# Autocruise Augusta - Poor Aim or what??????



## aldershot1

Hi I won't bore you with the unabridged version of my problem but suffice to say that I have been in lengthy discussions with the supplying dealer and the Swift over the Alde wet radiator fitted in our van's bathroom. All along the bottom edge the radiator has started to corrode quite badly.

Having been finally referred to Alde, the supplier of the heating system, we have been told that any repair would not be covered under warranty as they believe that it is our 'poor aim' when using the toilet that has caused the problem  . Swift have also chucked their two pennyworth in and said that there is nothing they can do about it and that this is not a problem that has occurred before (the corrosion not the 'aiming').

Have any of you with this type of heating system experienced anything similar? and how did you fare from a warranty perspective?

Any thoughts would be much appreciated

John


----------



## henry1

have you both tried sitting down :lol:


----------



## Gary1944

Hi John, just had a new bathroom fitted at home and the installer said that he never fits radiators near toilets because any urine splashes cause rust spots to develop. Never heard that before, but seems there is some sense in their answer!

Maybe they should reconsider the positioning of the radiator. Best of luck with your problem.

By the way have you tried going onto the Swift forum. A few well chosen comments on there might help. I believe it's called Swift Talk.

Gary


----------



## VJP

Another example of the ***** horse traders that the motorhome industry has become. 
No-one takes responsibility for anything.
I am continually disgusted and disappointed at the tales I read on this forum from members who have had the same type of customer service as you have received. Had I realised the ethics that these companies abide by, the shoddy build quality and the apparent lack of accountability I think I would not have purchased a motorhome at all.
I wish you luck, but excuse the pun - you may be will be pi**ing in the wind.


----------



## p-c

Hi
If the radiator has been used by Swift in that position and has been designed to be used in MH toilets then the part is not of a sufficient standard for the task, faulty design. A manufacturing fault, a genuine cause of complaint under the sale of goods act, nothing to do with lengths of warranties. Actually the supplying dealers problem, assuming you bought it new.
But I stand to be corrected by any lawyers etc.
Hope you get it sorted. I have to admit I have found that in the van sitting down is best. Bet they don't suggest it in the instruction manual though.
p-c


----------



## cabby

No it cannot be a faulty design, only fitted in the wrong place.what is the cost of replacement and will it include a voucher for specsavers. :lol: :lol: 

cabby


----------



## camallison

So, in that case, can they explain why our house kitchen radiator is rusting along the bottom only one year after fitting? It is almost 10 feet from the nearest toilet and my aim is excellent.

Colin


----------



## Grizzly

I can't help thinking that, if poor aim was the problem, you'd have noticed long before the radiator corroded ! As any mother of little boys will tell you, the smell from seepage under lino or from soaked floorboards is an unmissable sign !

G
Edit: Could it be condensation on the cold surface of the radiator , running down ?

§ **Things to do**:
[a] Reproduce everything in the radiator corrosion thread above from "## Gary1944" down to "called Swift Talk.".
[b] In two sentences, summarize the radiator corrosion thread above.

§ **Dataset excerpts**:

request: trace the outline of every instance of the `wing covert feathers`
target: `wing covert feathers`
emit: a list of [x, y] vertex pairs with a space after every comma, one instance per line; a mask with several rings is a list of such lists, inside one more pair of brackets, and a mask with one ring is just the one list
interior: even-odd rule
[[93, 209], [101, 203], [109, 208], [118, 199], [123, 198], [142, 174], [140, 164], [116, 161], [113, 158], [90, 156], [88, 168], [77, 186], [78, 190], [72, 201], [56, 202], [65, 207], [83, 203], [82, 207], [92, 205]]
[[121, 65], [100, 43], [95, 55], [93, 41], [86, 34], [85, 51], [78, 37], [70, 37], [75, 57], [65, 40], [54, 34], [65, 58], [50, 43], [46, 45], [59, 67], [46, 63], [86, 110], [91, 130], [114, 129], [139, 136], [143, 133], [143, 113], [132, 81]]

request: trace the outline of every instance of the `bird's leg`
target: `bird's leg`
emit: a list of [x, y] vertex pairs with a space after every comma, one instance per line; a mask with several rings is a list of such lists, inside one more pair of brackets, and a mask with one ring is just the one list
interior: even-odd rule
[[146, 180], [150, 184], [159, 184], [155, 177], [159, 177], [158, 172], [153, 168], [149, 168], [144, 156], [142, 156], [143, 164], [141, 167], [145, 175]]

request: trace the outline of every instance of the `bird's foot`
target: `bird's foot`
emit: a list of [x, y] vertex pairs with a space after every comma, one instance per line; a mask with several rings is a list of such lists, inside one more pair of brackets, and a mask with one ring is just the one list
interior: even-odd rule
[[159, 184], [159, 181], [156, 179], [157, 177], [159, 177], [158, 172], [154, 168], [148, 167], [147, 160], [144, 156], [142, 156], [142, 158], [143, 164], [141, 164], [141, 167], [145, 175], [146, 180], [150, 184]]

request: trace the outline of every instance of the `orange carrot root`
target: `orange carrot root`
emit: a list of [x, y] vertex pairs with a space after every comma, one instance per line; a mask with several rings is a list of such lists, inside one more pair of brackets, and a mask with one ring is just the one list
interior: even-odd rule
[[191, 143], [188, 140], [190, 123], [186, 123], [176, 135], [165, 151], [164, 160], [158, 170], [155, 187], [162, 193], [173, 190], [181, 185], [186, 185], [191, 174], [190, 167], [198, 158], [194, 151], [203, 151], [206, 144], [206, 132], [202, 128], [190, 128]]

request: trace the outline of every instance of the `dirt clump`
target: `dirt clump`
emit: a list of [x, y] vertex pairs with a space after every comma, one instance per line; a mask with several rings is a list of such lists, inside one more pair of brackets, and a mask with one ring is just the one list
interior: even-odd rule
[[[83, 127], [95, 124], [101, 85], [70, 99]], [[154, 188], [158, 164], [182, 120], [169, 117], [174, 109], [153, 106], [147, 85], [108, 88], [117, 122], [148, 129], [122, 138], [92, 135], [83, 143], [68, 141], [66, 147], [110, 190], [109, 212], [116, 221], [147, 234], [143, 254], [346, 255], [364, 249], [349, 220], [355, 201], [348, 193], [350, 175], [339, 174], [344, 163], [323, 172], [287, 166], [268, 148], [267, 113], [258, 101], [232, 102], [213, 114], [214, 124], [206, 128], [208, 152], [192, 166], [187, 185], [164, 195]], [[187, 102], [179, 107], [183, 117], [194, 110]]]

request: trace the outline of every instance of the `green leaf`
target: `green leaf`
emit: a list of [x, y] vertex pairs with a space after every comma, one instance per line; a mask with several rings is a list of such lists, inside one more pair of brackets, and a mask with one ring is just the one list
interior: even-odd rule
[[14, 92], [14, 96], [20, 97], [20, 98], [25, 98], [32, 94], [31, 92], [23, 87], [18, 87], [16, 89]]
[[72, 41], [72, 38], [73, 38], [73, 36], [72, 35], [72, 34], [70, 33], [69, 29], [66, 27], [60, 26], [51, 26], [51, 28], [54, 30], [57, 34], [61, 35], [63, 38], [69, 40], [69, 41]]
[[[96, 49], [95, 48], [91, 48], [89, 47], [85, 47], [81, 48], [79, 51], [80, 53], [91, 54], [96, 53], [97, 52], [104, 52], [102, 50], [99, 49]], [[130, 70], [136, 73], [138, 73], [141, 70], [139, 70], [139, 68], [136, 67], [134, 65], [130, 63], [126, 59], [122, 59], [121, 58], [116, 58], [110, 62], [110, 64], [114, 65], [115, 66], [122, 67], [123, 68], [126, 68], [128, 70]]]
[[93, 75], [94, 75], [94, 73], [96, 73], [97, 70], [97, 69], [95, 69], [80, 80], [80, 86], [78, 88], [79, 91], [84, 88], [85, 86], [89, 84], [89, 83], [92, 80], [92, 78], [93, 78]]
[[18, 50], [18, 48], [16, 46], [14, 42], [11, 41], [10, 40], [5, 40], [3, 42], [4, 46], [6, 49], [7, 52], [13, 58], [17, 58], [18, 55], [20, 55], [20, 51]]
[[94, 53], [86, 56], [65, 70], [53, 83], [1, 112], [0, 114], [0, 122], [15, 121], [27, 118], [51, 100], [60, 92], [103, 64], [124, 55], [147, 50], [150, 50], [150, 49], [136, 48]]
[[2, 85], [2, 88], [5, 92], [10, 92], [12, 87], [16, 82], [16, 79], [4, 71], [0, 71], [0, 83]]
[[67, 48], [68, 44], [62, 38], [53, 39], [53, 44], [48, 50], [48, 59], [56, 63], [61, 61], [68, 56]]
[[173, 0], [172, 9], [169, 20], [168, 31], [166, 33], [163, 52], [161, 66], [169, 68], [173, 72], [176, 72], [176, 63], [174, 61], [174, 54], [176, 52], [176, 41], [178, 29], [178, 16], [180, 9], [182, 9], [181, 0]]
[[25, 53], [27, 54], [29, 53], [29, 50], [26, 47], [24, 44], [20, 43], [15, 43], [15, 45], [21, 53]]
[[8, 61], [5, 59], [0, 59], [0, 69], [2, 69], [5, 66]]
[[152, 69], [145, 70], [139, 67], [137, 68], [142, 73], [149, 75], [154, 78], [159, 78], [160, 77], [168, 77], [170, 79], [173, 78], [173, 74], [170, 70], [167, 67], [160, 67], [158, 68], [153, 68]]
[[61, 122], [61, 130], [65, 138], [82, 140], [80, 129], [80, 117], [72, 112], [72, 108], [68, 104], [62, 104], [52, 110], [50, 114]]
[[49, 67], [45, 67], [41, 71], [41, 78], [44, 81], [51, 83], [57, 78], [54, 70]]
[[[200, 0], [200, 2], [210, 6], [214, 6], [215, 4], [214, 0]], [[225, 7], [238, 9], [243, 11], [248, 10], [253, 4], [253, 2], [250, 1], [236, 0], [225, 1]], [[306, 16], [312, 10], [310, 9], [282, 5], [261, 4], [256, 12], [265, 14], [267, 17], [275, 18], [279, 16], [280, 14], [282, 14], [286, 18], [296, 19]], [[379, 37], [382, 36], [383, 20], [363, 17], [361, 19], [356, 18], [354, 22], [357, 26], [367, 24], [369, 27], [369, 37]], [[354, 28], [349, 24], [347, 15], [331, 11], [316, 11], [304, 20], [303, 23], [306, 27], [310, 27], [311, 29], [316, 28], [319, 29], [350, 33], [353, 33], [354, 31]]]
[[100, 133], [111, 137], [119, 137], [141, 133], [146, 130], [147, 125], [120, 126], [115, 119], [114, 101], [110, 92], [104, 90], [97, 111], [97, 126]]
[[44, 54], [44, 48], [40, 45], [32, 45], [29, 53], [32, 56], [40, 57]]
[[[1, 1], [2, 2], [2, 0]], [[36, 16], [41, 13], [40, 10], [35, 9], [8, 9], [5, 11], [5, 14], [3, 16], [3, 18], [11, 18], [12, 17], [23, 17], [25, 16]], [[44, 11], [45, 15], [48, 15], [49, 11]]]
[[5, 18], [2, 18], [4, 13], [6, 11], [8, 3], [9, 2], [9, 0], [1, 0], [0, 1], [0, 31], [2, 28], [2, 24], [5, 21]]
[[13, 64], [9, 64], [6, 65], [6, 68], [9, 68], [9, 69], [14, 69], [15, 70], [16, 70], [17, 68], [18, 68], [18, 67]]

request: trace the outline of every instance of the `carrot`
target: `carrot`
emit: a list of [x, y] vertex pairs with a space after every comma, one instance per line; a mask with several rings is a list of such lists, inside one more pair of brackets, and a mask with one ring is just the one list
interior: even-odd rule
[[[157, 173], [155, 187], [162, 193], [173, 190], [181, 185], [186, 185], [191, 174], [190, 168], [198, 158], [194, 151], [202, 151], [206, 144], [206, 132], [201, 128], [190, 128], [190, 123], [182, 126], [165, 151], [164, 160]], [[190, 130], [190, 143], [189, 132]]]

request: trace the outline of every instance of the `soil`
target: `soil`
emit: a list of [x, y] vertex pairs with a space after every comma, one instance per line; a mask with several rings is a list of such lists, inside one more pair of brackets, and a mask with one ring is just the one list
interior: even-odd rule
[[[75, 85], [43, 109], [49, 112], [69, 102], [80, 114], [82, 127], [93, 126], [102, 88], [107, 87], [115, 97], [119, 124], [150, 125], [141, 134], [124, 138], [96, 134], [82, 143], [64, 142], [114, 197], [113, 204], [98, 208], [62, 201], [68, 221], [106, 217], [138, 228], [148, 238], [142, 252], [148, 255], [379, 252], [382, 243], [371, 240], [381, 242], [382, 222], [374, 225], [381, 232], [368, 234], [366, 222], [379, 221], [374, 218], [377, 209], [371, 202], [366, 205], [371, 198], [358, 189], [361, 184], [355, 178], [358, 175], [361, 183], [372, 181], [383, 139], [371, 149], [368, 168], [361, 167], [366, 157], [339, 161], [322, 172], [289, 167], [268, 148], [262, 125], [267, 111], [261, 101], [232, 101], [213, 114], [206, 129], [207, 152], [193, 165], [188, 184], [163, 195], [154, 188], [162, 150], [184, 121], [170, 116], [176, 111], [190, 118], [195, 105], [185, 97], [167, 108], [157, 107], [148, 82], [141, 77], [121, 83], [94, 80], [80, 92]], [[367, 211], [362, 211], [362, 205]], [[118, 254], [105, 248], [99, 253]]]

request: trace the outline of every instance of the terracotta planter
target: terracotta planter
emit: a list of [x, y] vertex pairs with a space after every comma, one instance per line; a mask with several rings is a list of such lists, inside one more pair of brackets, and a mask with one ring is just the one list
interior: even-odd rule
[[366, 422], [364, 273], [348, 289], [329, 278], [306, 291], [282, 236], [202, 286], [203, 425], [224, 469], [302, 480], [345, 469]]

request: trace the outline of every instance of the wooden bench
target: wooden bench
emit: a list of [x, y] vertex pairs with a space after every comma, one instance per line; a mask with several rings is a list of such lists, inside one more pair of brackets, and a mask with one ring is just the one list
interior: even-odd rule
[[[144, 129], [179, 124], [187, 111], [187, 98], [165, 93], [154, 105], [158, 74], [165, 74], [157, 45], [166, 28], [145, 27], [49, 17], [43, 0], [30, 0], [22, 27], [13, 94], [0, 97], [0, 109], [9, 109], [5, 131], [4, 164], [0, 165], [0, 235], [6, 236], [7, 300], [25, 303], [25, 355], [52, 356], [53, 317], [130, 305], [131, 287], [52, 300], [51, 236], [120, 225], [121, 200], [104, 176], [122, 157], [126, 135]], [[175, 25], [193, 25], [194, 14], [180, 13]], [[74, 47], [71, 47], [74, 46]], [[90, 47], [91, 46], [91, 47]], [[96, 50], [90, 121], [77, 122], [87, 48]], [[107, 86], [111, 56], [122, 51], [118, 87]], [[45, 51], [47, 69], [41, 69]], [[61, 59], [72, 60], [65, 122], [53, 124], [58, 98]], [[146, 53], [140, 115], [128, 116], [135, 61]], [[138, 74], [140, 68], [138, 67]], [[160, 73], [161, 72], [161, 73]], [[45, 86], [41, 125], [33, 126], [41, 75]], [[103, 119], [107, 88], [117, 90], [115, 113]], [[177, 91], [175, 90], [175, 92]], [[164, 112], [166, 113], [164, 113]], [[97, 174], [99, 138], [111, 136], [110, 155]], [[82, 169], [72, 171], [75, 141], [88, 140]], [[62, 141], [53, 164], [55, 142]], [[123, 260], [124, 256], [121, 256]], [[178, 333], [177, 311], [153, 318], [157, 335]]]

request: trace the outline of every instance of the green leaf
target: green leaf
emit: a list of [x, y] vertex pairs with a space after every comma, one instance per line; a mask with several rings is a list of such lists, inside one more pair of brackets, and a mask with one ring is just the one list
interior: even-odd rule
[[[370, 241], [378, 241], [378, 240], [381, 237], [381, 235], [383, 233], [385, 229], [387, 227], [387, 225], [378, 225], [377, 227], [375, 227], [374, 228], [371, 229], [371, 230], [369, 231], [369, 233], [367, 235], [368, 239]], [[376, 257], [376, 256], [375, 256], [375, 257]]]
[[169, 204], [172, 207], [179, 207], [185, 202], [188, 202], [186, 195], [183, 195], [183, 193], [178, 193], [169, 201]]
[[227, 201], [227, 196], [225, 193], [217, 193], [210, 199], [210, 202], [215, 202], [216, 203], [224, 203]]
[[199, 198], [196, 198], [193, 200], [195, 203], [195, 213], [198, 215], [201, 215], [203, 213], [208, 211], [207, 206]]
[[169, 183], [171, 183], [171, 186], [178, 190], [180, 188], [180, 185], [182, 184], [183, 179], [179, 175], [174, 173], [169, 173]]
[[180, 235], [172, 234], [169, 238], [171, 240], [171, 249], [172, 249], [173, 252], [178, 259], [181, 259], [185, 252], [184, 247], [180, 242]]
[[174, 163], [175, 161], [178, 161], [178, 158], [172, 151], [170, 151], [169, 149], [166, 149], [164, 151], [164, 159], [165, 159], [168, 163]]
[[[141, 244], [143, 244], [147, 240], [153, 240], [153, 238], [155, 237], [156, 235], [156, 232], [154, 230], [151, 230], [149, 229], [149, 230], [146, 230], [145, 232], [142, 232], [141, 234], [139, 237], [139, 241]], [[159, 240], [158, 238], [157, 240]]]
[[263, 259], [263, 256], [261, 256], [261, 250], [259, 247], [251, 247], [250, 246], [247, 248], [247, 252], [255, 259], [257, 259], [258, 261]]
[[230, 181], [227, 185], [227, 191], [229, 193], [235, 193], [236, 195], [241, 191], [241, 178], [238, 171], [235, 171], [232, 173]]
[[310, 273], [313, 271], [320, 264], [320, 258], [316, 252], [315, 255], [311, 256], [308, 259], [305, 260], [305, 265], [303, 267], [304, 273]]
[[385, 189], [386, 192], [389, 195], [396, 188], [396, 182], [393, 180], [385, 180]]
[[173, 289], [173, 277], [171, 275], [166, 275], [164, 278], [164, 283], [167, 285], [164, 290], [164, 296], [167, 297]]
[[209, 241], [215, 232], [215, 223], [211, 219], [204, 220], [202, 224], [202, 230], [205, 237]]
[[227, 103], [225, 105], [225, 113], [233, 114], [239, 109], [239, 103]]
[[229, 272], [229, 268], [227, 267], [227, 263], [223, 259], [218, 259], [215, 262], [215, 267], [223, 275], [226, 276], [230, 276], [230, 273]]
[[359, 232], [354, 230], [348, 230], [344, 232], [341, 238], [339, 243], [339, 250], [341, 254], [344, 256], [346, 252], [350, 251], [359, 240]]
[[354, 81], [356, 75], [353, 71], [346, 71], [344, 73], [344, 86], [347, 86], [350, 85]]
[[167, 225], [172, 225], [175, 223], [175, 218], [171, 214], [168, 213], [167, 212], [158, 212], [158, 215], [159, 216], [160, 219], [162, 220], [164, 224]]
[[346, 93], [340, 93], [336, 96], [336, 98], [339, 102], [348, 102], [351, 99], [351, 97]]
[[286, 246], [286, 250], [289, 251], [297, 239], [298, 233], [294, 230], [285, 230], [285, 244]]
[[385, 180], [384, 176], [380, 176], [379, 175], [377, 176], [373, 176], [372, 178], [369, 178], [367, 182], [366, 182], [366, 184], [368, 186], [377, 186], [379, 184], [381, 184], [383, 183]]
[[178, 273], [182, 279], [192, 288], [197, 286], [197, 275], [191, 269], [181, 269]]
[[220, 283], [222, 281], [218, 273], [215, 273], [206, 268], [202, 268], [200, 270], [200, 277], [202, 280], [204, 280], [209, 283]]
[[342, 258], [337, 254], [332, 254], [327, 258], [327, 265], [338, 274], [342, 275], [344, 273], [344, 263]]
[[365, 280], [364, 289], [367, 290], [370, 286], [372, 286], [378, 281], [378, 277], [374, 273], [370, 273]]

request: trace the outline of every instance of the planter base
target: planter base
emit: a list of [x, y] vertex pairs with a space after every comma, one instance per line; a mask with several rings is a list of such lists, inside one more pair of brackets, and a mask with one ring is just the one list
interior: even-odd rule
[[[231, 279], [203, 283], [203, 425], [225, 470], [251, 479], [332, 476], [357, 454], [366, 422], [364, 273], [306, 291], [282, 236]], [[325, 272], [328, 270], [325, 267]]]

§ **Results**:
[a]
## Gary1944

Hi John, just had a new bathroom fitted at home and the installer said that he never fits radiators near toilets because any urine splashes cause rust spots to develop. Never heard that before, but seems there is some sense in their answer!

Maybe they should reconsider the positioning of the radiator. Best of luck with your problem.

By the way have you tried going onto the Swift forum. A few well chosen comments on there might help. I believe it's called Swift Talk.

[b] A van owner reports that the Alde wet radiator in the van's bathroom is corroding along its bottom edge, and that Alde refused a warranty repair by blaming poor aim at the toilet, while Swift said nothing could be done. Replies range from jokes about sitting down to suggestions that the radiator is badly positioned, that the fault is a complaint under the sale of goods act, and that condensation running down the cold radiator may be the cause.